**Study text**
______________________________

|Disposing of Rx medications has become a strain on the environment.|
As issues continue to arise concerning the safe disposal of unused pharmaceutical medication, East Carbon city has adopted the Safe Pharmaceutical Waste Disposal Project. The program was brought to the city's attention by former Carbon County Sheriff and current rotary club member Jim Robertson.
The program consists of a locked box that is placed in a public area. Any medication that has gone out of date or is no longer needed can then be disposed of in the box. The box will be monitored by East Carbon Police Chief Sam Leonard who will periodically gather the dumped medication and turn it over to the local pharmacy for safe disposal.
According to information provided by Robertson, the Salt Lake County Sheriff's office began the drug collection program after being solicited by Healthy Herriman; a community group sponsored by Intermountain Health Care. This group has done extensive research on the issues of water contamination due to pharmaceutical medications being flushed down the drains of area homes.
In addition to the benefits associated with the environment, city officials commented that, "this program could be used to educate the community about the dangers these medications pose to our youth."
According to project information, this program creates a positive contact between the community and the city police office. "It brings people into our substations where they are exposed to additional resources available to them."
Robertson reported that the local Rotary Club will pay for the box and its installation in the main lobby of East Carbon's city hall.
"All I need is approval from the city," said Robertson. "And then we can get to work."

______________________________

**Complete the following**
**A)** Retype the stretch of the medication disposal article from "The program consists" through "for safe disposal." with no changes.
**B)** Extend the medication disposal article past its final sentence, keeping its tone and subject.

**Data under study**
______________________________

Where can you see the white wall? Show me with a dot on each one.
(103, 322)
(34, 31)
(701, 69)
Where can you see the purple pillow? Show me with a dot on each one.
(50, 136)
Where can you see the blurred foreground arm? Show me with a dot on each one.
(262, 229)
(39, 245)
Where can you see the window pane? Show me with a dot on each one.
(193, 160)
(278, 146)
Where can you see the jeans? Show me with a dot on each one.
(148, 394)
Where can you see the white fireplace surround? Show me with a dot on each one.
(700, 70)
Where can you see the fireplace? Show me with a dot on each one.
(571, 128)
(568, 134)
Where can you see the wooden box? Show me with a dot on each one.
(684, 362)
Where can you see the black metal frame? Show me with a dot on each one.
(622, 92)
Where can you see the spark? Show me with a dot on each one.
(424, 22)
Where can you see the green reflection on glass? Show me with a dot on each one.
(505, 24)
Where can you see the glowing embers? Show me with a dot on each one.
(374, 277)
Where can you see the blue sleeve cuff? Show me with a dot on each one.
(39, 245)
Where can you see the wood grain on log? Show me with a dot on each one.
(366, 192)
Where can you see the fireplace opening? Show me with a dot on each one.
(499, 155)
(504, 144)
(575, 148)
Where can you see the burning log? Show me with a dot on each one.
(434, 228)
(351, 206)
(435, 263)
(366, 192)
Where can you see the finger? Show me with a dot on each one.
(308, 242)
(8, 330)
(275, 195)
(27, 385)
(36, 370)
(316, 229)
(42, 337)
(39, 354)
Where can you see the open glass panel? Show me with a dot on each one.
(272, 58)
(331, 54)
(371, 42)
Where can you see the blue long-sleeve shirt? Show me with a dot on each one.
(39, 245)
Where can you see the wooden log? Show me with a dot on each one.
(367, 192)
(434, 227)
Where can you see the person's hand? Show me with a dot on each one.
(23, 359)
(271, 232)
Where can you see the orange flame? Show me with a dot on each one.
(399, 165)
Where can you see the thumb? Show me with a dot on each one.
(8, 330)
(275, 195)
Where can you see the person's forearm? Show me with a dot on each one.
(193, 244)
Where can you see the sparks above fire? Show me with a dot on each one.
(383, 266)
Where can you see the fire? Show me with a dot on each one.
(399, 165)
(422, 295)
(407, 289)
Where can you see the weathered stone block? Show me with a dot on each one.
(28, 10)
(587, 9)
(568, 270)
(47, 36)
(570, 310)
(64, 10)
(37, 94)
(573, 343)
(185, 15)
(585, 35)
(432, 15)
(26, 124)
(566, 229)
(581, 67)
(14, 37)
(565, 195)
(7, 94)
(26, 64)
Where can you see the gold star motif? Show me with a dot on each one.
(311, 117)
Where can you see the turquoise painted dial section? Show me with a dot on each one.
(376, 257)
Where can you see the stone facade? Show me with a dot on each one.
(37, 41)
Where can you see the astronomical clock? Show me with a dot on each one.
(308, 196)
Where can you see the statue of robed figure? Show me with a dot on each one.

______________________________

**Your written answers**
**A)**
The program consists of a locked box that is placed in a public area. Any medication that has gone out of date or is no longer needed can then be disposed of in the box. The box will be monitored by East Carbon Police Chief Sam Leonard who will periodically gather the dumped medication and turn it over to the local pharmacy for safe disposal.

**B)**
In SLC the Herriman collection box, as it is called, receives approximately five pounds of discarded medications per week.
|Responsible disposal of out of date medications can save all in the household from accidental ingestion.|
The drug collection and disposal program provides a safe disposal location for citizens to properly dispose of unused prescription medications. This program provides an environmentally safe alternative to disposing of medications in the landfill or sewer systems which may later negatively effect the environment.
"The water that leaves your house through the drain or toilet goes to a waste water treatment plants, where it is treated and then discharged into streams, rivers or larger water ways," according to project information. "Waste water treatment plants do not test or treat for pharmaceuticals, therefore the drugs that are flushed leave the waste water plants untreated and go into our waterways.
"Water samples taken from rivers, streams and other waterways throughout the country are showing measurable levels of many types of drugs. These drugs are not good for aquatic life and need to be eliminated."
This program also encourages citizens to remove their unneeded medications from their homes. This reduces access to addictive medications for accidental or intentional misuse by children in the home. The project further encourages citizens to make their homes a, "drug free zone."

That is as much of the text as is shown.